■ **WHAT THIS TASK INVOLVES**: Rewrite the stretch below, from the line containing "Question: Can you identify the red" through the last line of the records, as a numbered list with one line per item and any blank lines left out.
···
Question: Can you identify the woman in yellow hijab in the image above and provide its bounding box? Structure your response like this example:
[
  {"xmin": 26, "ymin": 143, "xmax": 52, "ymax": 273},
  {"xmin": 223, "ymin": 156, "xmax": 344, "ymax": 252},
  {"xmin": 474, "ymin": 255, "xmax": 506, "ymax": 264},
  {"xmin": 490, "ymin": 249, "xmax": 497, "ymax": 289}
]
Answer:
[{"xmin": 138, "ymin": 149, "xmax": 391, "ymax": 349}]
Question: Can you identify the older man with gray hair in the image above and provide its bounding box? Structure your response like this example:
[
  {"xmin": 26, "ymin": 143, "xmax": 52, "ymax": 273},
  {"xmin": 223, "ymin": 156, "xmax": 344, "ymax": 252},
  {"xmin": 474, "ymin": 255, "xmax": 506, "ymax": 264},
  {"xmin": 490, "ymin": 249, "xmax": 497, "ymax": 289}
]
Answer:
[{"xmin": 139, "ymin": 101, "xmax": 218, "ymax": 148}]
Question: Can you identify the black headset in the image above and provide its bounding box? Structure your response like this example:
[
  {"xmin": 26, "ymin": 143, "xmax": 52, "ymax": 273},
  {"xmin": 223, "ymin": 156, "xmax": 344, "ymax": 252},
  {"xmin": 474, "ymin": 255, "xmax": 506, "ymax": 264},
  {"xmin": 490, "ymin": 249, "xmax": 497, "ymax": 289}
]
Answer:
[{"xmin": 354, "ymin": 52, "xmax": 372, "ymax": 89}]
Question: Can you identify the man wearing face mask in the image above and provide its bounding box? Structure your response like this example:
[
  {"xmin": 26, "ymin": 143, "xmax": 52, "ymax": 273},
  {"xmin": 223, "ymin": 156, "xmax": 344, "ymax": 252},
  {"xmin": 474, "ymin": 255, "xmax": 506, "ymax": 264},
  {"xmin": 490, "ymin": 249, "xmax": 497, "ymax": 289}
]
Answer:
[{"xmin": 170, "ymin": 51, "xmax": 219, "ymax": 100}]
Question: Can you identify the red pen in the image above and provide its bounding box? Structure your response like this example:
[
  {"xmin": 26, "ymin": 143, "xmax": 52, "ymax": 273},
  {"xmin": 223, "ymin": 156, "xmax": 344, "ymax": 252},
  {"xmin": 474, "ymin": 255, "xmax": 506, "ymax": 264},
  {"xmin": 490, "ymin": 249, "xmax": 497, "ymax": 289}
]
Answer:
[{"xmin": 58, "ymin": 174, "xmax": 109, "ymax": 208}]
···
■ **COMPLETE ANSWER**:
1. Question: Can you identify the red pen in the image above and provide its bounding box? Structure your response like this example:
2. [
3.   {"xmin": 26, "ymin": 143, "xmax": 52, "ymax": 273},
4.   {"xmin": 223, "ymin": 156, "xmax": 344, "ymax": 252},
5.   {"xmin": 474, "ymin": 255, "xmax": 506, "ymax": 264},
6.   {"xmin": 490, "ymin": 249, "xmax": 497, "ymax": 289}
7. ]
8. Answer:
9. [{"xmin": 58, "ymin": 174, "xmax": 109, "ymax": 208}]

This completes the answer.